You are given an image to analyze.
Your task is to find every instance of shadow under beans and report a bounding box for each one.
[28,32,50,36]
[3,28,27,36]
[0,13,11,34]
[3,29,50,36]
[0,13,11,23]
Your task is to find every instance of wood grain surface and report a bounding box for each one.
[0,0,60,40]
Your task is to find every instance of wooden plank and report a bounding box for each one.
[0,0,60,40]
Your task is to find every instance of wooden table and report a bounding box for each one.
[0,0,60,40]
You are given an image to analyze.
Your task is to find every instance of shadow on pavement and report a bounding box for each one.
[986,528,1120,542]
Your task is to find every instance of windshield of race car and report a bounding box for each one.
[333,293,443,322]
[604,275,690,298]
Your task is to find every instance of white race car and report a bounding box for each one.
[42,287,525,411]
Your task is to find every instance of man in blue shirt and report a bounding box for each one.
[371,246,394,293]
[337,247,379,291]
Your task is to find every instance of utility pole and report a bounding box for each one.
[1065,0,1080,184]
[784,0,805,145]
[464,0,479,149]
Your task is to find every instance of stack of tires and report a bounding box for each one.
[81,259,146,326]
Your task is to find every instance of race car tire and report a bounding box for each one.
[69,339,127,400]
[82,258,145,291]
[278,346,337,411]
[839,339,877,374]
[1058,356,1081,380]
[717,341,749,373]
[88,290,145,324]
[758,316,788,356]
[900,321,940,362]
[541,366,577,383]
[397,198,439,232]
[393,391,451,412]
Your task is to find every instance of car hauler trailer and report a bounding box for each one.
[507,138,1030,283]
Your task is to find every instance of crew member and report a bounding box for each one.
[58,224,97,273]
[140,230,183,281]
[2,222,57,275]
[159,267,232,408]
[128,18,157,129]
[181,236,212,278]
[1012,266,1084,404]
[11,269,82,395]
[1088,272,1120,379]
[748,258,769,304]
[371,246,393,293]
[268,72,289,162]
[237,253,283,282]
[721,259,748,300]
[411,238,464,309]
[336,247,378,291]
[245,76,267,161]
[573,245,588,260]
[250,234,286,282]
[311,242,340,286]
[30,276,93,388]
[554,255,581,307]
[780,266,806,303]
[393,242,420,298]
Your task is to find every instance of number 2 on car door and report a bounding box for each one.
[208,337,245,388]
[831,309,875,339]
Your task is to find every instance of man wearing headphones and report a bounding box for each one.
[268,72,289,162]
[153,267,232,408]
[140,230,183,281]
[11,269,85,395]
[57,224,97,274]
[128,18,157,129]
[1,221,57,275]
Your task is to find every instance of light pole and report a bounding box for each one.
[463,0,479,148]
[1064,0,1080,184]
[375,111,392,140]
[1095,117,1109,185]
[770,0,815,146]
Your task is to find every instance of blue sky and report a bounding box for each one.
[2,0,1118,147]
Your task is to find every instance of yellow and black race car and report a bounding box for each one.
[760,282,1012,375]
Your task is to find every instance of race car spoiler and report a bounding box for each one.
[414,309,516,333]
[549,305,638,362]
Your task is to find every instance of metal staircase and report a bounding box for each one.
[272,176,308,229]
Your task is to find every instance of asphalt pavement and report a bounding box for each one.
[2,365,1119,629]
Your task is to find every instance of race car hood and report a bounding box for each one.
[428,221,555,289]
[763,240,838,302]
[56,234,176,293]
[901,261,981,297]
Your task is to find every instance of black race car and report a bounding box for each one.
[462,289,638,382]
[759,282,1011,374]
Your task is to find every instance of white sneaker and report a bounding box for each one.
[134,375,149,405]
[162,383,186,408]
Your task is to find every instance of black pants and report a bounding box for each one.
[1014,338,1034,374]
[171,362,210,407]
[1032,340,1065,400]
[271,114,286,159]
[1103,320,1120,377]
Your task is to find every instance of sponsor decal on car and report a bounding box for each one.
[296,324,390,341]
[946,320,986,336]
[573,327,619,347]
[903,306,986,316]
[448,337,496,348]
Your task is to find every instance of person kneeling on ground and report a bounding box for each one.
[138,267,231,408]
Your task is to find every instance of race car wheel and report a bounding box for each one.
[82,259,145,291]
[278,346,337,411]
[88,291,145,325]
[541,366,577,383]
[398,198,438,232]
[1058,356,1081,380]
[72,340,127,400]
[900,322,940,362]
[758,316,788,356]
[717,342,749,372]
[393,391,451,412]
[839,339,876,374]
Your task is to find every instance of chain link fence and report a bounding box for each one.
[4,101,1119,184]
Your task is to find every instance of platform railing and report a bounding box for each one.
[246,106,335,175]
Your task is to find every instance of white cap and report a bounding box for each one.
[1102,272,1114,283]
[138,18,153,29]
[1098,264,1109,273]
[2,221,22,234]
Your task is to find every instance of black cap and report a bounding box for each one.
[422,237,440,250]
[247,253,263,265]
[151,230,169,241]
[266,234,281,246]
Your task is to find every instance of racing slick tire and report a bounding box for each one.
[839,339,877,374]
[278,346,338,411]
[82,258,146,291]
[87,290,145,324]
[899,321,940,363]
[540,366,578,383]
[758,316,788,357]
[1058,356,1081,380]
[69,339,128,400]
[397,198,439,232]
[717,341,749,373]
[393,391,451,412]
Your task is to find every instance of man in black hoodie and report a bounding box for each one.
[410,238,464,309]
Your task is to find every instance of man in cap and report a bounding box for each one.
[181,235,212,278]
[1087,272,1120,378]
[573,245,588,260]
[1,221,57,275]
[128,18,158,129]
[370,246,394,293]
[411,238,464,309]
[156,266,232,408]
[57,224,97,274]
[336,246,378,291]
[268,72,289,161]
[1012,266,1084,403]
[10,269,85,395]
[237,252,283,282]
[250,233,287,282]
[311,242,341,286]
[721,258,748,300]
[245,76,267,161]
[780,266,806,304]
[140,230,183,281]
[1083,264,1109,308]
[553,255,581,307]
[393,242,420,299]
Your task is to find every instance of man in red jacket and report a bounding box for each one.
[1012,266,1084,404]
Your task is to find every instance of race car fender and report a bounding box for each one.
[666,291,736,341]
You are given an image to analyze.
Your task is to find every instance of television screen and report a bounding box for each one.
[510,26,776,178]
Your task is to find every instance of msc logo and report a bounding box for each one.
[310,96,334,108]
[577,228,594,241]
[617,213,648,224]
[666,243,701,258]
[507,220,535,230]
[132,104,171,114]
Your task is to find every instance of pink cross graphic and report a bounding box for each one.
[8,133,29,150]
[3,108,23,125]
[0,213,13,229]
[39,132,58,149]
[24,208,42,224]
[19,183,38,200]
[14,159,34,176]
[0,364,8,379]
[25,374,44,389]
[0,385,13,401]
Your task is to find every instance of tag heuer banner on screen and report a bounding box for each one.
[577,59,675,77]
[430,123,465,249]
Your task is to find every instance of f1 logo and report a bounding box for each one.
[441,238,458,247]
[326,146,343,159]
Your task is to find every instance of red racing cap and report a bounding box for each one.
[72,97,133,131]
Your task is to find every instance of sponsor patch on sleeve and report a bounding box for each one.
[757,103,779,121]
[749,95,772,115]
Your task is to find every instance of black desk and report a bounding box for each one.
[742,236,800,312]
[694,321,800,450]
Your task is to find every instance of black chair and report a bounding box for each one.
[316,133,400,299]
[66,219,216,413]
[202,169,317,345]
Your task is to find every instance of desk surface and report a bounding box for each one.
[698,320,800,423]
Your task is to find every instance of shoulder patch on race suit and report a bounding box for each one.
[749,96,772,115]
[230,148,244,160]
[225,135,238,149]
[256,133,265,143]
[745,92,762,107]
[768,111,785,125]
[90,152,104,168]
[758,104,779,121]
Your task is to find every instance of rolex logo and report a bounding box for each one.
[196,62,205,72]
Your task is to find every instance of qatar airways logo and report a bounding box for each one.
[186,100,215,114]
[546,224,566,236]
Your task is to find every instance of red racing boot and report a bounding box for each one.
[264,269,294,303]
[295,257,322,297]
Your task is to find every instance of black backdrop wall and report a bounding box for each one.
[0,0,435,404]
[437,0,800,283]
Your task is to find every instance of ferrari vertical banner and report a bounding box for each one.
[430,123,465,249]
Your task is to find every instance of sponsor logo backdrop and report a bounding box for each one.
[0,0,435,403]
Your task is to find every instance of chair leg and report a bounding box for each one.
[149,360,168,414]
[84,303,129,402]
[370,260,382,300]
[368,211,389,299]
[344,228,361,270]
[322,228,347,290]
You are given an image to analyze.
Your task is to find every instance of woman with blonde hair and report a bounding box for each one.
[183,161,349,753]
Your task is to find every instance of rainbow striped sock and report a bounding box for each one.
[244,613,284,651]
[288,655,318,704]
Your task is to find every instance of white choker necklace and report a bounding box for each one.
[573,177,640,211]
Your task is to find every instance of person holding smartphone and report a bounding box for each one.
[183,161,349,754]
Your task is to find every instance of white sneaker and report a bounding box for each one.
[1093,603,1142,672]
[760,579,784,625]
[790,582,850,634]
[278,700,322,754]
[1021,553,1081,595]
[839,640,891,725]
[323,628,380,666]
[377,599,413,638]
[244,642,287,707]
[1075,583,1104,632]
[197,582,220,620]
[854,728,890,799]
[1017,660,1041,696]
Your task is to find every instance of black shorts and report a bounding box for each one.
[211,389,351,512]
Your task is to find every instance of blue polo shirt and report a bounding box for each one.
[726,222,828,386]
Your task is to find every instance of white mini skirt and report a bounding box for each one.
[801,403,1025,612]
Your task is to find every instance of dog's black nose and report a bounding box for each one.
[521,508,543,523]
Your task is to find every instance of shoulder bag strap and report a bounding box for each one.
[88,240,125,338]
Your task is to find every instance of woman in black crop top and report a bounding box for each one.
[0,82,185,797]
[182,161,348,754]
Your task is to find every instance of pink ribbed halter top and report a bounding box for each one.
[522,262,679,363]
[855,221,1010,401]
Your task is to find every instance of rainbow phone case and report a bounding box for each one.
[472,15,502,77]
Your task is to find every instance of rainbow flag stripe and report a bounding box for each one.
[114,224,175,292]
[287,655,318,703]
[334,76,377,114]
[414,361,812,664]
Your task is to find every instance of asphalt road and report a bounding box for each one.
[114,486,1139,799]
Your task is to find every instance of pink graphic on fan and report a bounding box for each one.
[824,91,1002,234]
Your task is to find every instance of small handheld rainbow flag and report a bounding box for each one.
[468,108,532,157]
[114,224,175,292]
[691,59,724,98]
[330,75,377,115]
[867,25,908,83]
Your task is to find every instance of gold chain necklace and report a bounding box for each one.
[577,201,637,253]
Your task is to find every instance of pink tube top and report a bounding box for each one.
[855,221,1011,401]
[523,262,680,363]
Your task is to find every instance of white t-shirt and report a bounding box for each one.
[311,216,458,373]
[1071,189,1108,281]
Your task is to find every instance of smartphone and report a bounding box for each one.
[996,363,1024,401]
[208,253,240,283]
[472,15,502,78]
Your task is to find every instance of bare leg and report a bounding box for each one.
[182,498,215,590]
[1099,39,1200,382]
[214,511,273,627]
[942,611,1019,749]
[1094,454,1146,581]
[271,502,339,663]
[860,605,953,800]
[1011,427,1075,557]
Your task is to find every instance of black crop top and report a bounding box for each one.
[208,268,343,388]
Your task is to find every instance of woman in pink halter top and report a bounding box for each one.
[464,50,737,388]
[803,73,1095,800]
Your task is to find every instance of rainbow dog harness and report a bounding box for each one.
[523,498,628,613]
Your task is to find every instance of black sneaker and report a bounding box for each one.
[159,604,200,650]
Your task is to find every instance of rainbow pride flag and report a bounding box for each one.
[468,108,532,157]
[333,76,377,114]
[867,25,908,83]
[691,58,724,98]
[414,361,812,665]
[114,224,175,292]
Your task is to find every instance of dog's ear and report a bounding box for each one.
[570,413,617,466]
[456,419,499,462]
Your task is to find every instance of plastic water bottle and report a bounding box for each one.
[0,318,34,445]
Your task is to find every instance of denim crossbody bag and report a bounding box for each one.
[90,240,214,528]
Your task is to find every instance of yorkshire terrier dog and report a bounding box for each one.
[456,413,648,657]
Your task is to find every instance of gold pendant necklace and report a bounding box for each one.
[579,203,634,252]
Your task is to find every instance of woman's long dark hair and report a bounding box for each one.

■ ■ ■ ■

▸ Your assignment: No line before the one with "Your task is to find every instance of gold pendant" belongs in the answer; copy that line and the rest of the records exactly.

▸ Result of the exercise:
Your task is to find every instance of gold pendant necklace and report a bounding box for each one.
[579,203,634,252]
Your task is to find every instance of woman's long dark hair and report a bounding box for each one.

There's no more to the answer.